- _ДОКУМЕНТ_
====

Николай Арсеньев - Единый поток жизни
К сожалению, эти книги полностью распроданы (имеются лишь в некоторых больших центральных библиотеках) и никогда не были изданы на русском языке. Они рисуют ужасы советских тюрем, тюремных этапов и концентрационных лагерей, но и жизнь русской верующей семьи на фоне этих гонений и проникающие ее духовные силы, а также и другие оазисы несокрушимой силы духа в Советском Союзе. Имена обоих авторов, Андрей Русинов и Александра Анзерова — литературные псевдонимы. Фамилия "Анзерова" заимствована у одного из скитов Соловецкого монастыря. Настоящие имена авторов: Евгений Гагарин и Анна Арсеньева.
Есть и замечательный литературный памятник, — нет, не литературный это памятник, а гораздо больше, святее, чем литературные памятники: слова любви матери, расстающейся с сыном — Requiem Анны Ахматовой. Но этот памятник страшен — и вместе с тем и высок — и своей '' коллективностью'',
"Перед этим горем гнутся горы,
Не течет великая река,
Но крепки тюремные затворы,
А за ними "каторжные норы"
И смертельная тоска."
или лучше сказать, своей "соборностью". Здесь личное горе матери сливается с общим, таким же горем матерей, у которых злая власть оторвала сына. Эти слова не забудутся, пока есть русская духовная жизнь, — более того, пока в мире есть матери. Это — свидетельство непреходящего укора и обвинения, стон и горе и молитва. Это — более, чем литература.

====

(Фрагменты данных точечной разметки)

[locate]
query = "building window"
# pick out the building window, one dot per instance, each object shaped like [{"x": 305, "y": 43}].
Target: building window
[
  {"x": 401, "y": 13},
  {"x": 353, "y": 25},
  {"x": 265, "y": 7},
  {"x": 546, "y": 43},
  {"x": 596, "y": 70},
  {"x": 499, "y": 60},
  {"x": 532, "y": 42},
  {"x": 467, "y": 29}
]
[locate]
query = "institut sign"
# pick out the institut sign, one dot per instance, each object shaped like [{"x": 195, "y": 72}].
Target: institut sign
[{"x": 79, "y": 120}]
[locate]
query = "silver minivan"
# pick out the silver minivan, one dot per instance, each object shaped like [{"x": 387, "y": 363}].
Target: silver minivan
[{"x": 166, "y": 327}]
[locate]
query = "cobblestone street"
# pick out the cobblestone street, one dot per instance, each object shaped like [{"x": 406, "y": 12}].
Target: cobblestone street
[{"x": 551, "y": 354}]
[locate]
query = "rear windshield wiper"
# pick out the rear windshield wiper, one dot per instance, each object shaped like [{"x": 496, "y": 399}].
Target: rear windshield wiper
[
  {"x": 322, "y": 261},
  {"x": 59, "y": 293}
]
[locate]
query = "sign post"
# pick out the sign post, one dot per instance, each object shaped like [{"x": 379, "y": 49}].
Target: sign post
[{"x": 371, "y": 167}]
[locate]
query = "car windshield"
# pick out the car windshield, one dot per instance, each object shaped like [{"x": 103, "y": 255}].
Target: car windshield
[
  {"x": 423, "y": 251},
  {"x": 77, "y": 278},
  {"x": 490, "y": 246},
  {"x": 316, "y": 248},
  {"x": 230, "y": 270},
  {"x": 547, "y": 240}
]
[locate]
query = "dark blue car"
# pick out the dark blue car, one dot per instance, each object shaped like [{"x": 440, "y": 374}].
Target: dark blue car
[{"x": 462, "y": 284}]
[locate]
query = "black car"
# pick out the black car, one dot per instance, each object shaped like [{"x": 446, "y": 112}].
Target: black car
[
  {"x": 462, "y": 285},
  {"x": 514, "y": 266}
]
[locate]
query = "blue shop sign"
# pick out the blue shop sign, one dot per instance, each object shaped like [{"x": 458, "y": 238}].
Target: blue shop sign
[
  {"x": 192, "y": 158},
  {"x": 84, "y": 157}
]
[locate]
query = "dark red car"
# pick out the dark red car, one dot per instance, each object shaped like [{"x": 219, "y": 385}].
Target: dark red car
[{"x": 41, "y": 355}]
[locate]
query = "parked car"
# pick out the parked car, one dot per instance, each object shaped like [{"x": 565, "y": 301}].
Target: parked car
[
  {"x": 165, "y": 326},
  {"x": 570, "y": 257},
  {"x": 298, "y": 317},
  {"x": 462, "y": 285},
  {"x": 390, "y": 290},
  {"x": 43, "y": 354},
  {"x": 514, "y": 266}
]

====

- _ЧТО НУЖНО СДЕЛАТЬ_
Продолжите текст о «Реквиеме» Анны Ахматовой, начав сразу после его последнего предложения. Листинг здесь никакой роли не играет.

- _ПИСЬМЕННЫЙ ОТВЕТ_
И вот матери идут на свидание с заключенными сыновьями, жены с мужьями:
"Подымались как к обедне ранней,
По столице одичалой шли,
Там встречались, мертвых бездыханней.
Солнце ниже и Нева туманней,
А надежда все поет вдали..."
(Март 1949 г.)
Вспоминается момент ареста. За ним пришли на дом:
"Уводили тебя на рассвете,
За тобой, как на выносе, шла.
В темной горнице плакали дети,
У божницы свеча оплыла.
На губах твоих холод иконки,
Смертный поп на челе... Не забыть..."
(1935г.)
Приговор произнесен.
"И упало каменное слово
На мою еже живую грудь.
Ничего, ведь я была готова.
Справлюсь с этим как-нибудь.
У меня сегодня много дела:
Надо память до конца убить.
Надо, чтоб душа окаменела,
Надо снова научиться жить."
(Лето 1939 г.)
Только бы не сойти с ума, только бы всегда помнить не забыть никогда —
"Ни сына страшные глаза —
Окаменелое страданье,
Ни день, когда пришла гроза,
Ни час тюремного страданья,
Ни милую прохладу рук,
Ни лиц взволнованные тени,
Ни отдаленный легкий звук —
Слова последних утешений."
(4 мая 1940 г.)
И вот она вспоминает тех, которые страдали как она вместе с нею стояли с тюремными передачами.
"Опять поминальный приблизился час,
Я вижу, я слышу, я чувствую вас:
И ту, что едва до окна довели,
И ту, что родимой не топчет земли,
И ту, что красивой тряхнув головой.
Сказала: "Сюда прихожу, как домой".
Хотелось бы всех поименно назвать,
Да отняли список, и негде узнать.
Для них соткала я широкий покров
Из бедных, у них же подслушанных, слов.
О них вспоминаю всегда и везде,
О них не забуду и в новой беде,
И если зажмут мой измученный рот,
Которым кричит стомильонный народ
Пусть также они поминают меня
В канун моего поминального дня..."
(Март 1940 г.).[166]
Она донесла свое горе до конца. Она, одна из многих, соединилась с другими в общей молитве, принявшей форму стихотворения. Но, конечно, это - гораздо больше всяких стихов и дает им смысл.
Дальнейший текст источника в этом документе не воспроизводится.